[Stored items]
::::::::::
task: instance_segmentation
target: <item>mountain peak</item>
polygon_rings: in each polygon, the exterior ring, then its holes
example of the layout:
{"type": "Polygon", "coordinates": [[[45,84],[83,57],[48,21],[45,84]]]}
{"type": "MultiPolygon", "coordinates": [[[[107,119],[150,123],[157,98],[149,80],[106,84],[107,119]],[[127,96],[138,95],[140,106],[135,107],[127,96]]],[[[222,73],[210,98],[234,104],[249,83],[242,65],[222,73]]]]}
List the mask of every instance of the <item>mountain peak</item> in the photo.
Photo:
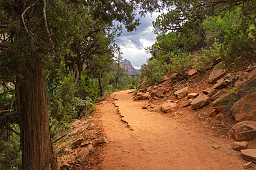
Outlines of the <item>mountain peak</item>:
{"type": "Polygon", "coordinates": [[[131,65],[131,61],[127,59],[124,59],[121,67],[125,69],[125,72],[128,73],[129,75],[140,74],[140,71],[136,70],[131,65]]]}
::::::::::
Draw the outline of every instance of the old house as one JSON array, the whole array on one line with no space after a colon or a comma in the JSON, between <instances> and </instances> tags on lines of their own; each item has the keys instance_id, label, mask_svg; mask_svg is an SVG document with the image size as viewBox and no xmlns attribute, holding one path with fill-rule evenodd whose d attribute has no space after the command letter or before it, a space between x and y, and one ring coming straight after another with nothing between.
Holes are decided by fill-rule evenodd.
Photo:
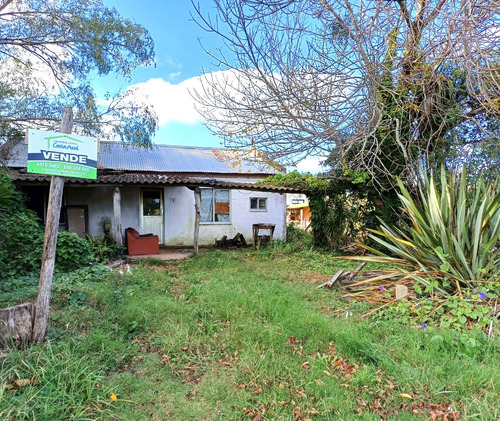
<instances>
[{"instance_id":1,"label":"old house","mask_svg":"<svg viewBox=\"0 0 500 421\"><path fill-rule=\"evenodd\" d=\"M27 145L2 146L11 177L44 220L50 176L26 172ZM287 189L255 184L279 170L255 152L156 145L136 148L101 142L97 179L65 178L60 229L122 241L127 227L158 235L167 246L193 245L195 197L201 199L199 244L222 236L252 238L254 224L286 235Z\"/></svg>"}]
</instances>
::::::::::
▶ Task description
How many lines of the data above contain the string "rule"? Matching is case-sensitive; reply with the number alone.

▶ Task answer
3